### Problem
Return copies of the lines below that mention "position".

### Data

_ _ _ _ _

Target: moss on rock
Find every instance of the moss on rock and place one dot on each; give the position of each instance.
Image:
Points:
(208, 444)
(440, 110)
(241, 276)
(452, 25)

_ _ _ _ _

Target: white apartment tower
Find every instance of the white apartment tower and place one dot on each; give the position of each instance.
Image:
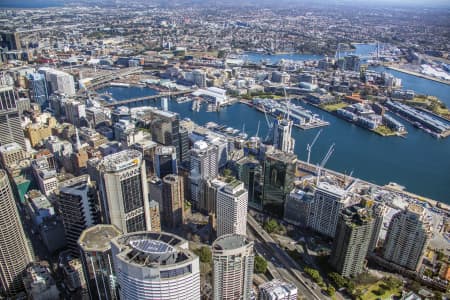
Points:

_ _ _ _ _

### Answer
Find every instance of the moss on rock and place one dot on each; give the position of each instance.
Find every instance of the white apartment tower and place one dot on each; give the position of each instance.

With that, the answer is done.